• TASK TO COMPLETE:
Reproduce all of the material below word for word, leaving out the pictures.

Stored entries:
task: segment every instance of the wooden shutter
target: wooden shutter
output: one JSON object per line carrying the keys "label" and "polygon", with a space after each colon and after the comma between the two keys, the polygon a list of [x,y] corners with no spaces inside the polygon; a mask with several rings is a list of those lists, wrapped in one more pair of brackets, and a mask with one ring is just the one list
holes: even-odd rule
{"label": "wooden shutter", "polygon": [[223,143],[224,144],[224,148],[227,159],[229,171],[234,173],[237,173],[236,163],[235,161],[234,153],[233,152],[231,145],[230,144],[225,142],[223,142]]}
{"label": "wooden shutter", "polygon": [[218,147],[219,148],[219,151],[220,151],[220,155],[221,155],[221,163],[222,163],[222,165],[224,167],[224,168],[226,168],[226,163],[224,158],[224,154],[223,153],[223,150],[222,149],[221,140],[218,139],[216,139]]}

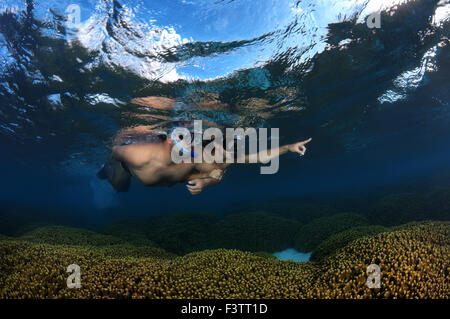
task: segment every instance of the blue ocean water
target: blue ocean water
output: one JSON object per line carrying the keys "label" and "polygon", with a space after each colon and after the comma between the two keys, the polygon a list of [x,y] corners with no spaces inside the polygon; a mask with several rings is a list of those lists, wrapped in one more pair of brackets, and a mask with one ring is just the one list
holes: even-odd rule
{"label": "blue ocean water", "polygon": [[[437,0],[1,0],[2,206],[97,225],[284,197],[352,208],[447,185],[448,10]],[[132,98],[206,93],[229,110],[170,116],[279,128],[281,144],[312,137],[307,154],[283,156],[274,175],[232,167],[199,196],[136,181],[116,193],[96,177],[119,129],[157,122]]]}

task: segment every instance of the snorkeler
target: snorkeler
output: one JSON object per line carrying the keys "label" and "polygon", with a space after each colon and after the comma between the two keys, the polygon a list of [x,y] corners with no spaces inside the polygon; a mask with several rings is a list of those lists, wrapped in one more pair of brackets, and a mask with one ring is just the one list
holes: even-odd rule
{"label": "snorkeler", "polygon": [[[157,97],[147,98],[151,104],[161,108],[174,107],[175,103],[169,99]],[[163,103],[156,103],[163,102]],[[294,144],[280,146],[277,149],[257,154],[245,155],[242,163],[266,163],[271,157],[287,152],[304,155],[305,144],[311,138]],[[206,187],[220,183],[226,169],[233,163],[175,163],[172,159],[172,149],[176,147],[181,152],[189,152],[192,157],[196,154],[190,151],[191,145],[184,145],[179,137],[164,130],[156,130],[150,126],[137,126],[120,131],[114,139],[112,154],[108,162],[97,173],[101,179],[107,179],[118,192],[128,191],[131,177],[136,178],[146,186],[173,186],[176,183],[186,183],[192,195],[198,195]],[[216,145],[217,146],[217,145]],[[219,147],[219,146],[217,146]],[[189,151],[187,150],[189,148]],[[227,151],[223,149],[224,154]],[[264,158],[264,161],[261,161]],[[256,159],[256,160],[255,160]]]}

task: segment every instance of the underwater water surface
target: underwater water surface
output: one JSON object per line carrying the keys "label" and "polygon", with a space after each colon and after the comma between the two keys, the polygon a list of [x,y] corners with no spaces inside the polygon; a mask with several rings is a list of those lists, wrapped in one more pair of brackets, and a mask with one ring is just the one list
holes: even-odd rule
{"label": "underwater water surface", "polygon": [[[124,278],[160,271],[170,287],[194,268],[205,269],[195,282],[254,265],[249,282],[260,288],[218,281],[220,293],[208,293],[222,298],[448,298],[449,18],[446,0],[0,0],[0,254],[37,262],[44,249],[61,267],[78,256],[94,269],[87,281],[104,275],[103,258],[113,270],[141,258]],[[148,96],[194,107],[131,102]],[[302,157],[281,156],[276,174],[234,165],[197,196],[185,183],[135,179],[116,192],[97,177],[120,130],[193,119],[278,128],[280,145],[312,141]],[[439,288],[364,290],[362,277],[346,286],[348,272],[365,274],[361,264],[412,260],[410,242],[429,259],[398,271],[414,268]],[[25,291],[8,275],[17,267],[0,274],[0,297]],[[281,279],[291,275],[261,286],[287,272],[295,289]],[[101,291],[58,285],[31,294]],[[210,296],[133,289],[110,296]]]}

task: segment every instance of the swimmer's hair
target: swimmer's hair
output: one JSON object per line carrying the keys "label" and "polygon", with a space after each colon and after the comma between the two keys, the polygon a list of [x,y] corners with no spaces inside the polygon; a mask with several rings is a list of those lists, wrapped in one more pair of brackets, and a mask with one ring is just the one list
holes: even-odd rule
{"label": "swimmer's hair", "polygon": [[128,192],[131,185],[131,174],[123,164],[110,158],[97,172],[97,177],[107,179],[116,192]]}

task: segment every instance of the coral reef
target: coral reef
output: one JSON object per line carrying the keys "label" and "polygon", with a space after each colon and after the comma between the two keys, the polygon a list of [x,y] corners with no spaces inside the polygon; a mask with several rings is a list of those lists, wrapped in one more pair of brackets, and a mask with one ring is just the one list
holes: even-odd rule
{"label": "coral reef", "polygon": [[311,261],[320,261],[327,256],[335,254],[340,248],[347,246],[352,241],[362,238],[377,235],[379,233],[388,231],[384,226],[370,225],[360,226],[344,230],[343,232],[333,234],[317,246],[312,254]]}
{"label": "coral reef", "polygon": [[309,252],[333,234],[367,224],[363,216],[350,213],[317,218],[299,229],[294,247],[298,251]]}
{"label": "coral reef", "polygon": [[91,248],[93,251],[111,257],[172,258],[175,256],[164,249],[156,247],[149,240],[139,241],[138,245],[136,245],[136,241],[127,242],[111,235],[65,226],[36,228],[18,239],[41,244]]}
{"label": "coral reef", "polygon": [[292,245],[301,224],[266,212],[234,213],[214,224],[214,248],[275,252]]}
{"label": "coral reef", "polygon": [[[380,288],[366,285],[377,264]],[[319,298],[450,298],[450,223],[428,222],[352,242],[327,258],[313,295]]]}
{"label": "coral reef", "polygon": [[367,211],[371,224],[394,226],[430,219],[422,196],[415,193],[392,194],[378,200]]}
{"label": "coral reef", "polygon": [[[450,223],[427,222],[352,241],[320,263],[237,250],[173,259],[107,257],[96,249],[0,242],[0,298],[449,298]],[[366,285],[381,268],[381,288]],[[77,264],[81,288],[68,289]]]}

• RESULT FOR THIS TASK:
task: segment every instance of the wooden shutter
target: wooden shutter
output: one JSON object per line carrying the keys "label" and "polygon", with a space after each colon and after the comma between the two keys, the polygon a list of [x,y] corners with no spaces inside the polygon; a mask with several rings is a list of those lists, wrapped in one more pair of brackets, and a mask with one ring is just the one list
holes: even-odd rule
{"label": "wooden shutter", "polygon": [[223,143],[224,144],[224,148],[227,159],[229,171],[234,173],[237,173],[236,163],[235,161],[234,153],[233,152],[231,145],[230,144],[225,142],[223,142]]}
{"label": "wooden shutter", "polygon": [[218,147],[219,148],[219,151],[220,151],[220,155],[221,155],[221,163],[222,163],[222,165],[224,167],[224,168],[226,168],[226,163],[224,158],[224,154],[223,153],[223,150],[222,149],[221,140],[218,139],[216,139]]}

task: segment every instance of the blue ocean water
target: blue ocean water
output: one JSON object per line carrying the keys "label" and "polygon", with a space after each colon and after the comma between the two keys, the polygon a list of [x,y] corners with no spaces inside the polygon; a mask with several rings is a list of those lists, wrapped in one more pair of brackets, and a mask with one ring is just the one list
holes: even-odd rule
{"label": "blue ocean water", "polygon": [[[437,0],[1,0],[2,206],[97,225],[284,197],[352,208],[447,185],[448,10]],[[132,98],[206,93],[229,110],[170,116],[279,128],[281,144],[312,137],[307,154],[283,156],[274,175],[232,167],[199,196],[136,181],[116,193],[96,177],[119,129],[157,122]]]}

task: segment every instance of the snorkeler
target: snorkeler
output: one JSON object per line carrying the keys "label" and "polygon", with a space after each colon and after the comma between the two keys, the polygon a list of [x,y] corners with no spaces inside the polygon; a mask with several rings is a list of those lists, wrapped in one more pair of brackets, and a mask with one ring is just the one list
holes: even-odd rule
{"label": "snorkeler", "polygon": [[[157,97],[147,98],[151,104],[161,108],[174,107],[175,103],[169,99]],[[163,103],[156,103],[163,102]],[[294,144],[280,146],[277,149],[257,154],[245,155],[242,163],[266,163],[271,157],[287,152],[304,155],[305,144],[311,138]],[[206,187],[220,183],[226,169],[233,163],[175,163],[172,159],[172,149],[176,147],[181,152],[189,152],[192,157],[196,154],[190,151],[191,145],[184,145],[179,137],[164,130],[156,130],[150,126],[137,126],[120,131],[114,139],[112,154],[108,162],[97,173],[101,179],[107,179],[118,192],[128,191],[131,177],[136,178],[146,186],[173,186],[176,183],[186,183],[192,195],[198,195]],[[216,145],[217,146],[217,145]],[[219,147],[219,146],[217,146]],[[189,151],[187,150],[189,148]],[[227,151],[223,149],[224,154]],[[264,158],[264,161],[261,161]],[[256,159],[256,160],[255,160]]]}

task: segment every instance of the underwater water surface
target: underwater water surface
output: one JSON object per line carrying the keys "label" and "polygon", with a space after each colon and after the comma between the two keys, the polygon a list of [x,y] corners with no spaces inside the polygon; a mask with several rings is a list of those lists, wrapped in one more pair of brackets, and a mask with one ring is just the one list
holes: even-odd rule
{"label": "underwater water surface", "polygon": [[[124,278],[160,271],[170,287],[194,268],[205,269],[195,282],[254,265],[249,282],[260,288],[218,281],[220,293],[208,293],[222,298],[448,298],[449,18],[446,0],[0,0],[0,254],[37,262],[44,249],[61,267],[78,256],[94,269],[87,281],[104,275],[103,258],[113,270],[141,258]],[[148,96],[194,107],[131,102]],[[302,157],[281,156],[276,174],[234,165],[197,196],[185,183],[135,179],[116,192],[97,177],[120,130],[193,119],[278,128],[280,145],[312,141]],[[439,288],[364,290],[362,277],[346,286],[348,272],[365,274],[361,264],[412,260],[410,242],[429,259],[398,271],[414,268]],[[25,291],[8,275],[17,267],[0,274],[0,297]],[[281,279],[291,275],[261,286],[287,272],[295,289]],[[101,291],[58,285],[31,294]],[[210,296],[133,289],[110,296]]]}

task: segment every instance of the swimmer's hair
target: swimmer's hair
output: one JSON object per line carrying the keys "label" and "polygon", with a space after each colon and after the comma between the two keys, the polygon a list of [x,y] corners with no spaces inside the polygon; a mask with several rings is a list of those lists, wrapped in one more pair of brackets, and a mask with one ring is just the one list
holes: even-odd rule
{"label": "swimmer's hair", "polygon": [[128,192],[131,185],[131,174],[123,164],[110,158],[97,172],[97,177],[107,179],[116,192]]}

task: segment every instance of the coral reef
target: coral reef
output: one JSON object per line carrying the keys "label" and "polygon", with a space after each colon and after the comma between the two keys, the polygon a list of [x,y] corners with no spaces inside the polygon; a mask with several rings is a list of those lists, wrapped in one more pair of brackets, and a mask with one ring is just the one list
holes: even-odd rule
{"label": "coral reef", "polygon": [[311,261],[320,261],[327,256],[335,254],[340,248],[347,246],[352,241],[362,238],[377,235],[379,233],[388,231],[384,226],[370,225],[360,226],[344,230],[343,232],[333,234],[317,246],[312,254]]}
{"label": "coral reef", "polygon": [[309,252],[333,234],[367,224],[363,216],[350,213],[317,218],[299,229],[294,247],[298,251]]}
{"label": "coral reef", "polygon": [[91,248],[93,251],[111,257],[172,258],[175,256],[164,249],[156,247],[149,240],[139,241],[138,245],[136,245],[136,241],[127,242],[111,235],[65,226],[36,228],[18,239],[41,244]]}
{"label": "coral reef", "polygon": [[292,245],[301,224],[266,212],[234,213],[214,224],[214,248],[275,252]]}
{"label": "coral reef", "polygon": [[[380,288],[366,285],[377,264]],[[319,298],[450,298],[450,223],[428,222],[352,242],[327,258],[313,295]]]}
{"label": "coral reef", "polygon": [[367,211],[371,224],[394,226],[430,219],[422,196],[415,193],[392,194],[378,200]]}
{"label": "coral reef", "polygon": [[[450,223],[427,222],[352,241],[320,263],[237,250],[173,259],[107,257],[96,249],[0,242],[0,298],[449,298]],[[366,285],[381,268],[381,288]],[[77,264],[81,288],[68,289]]]}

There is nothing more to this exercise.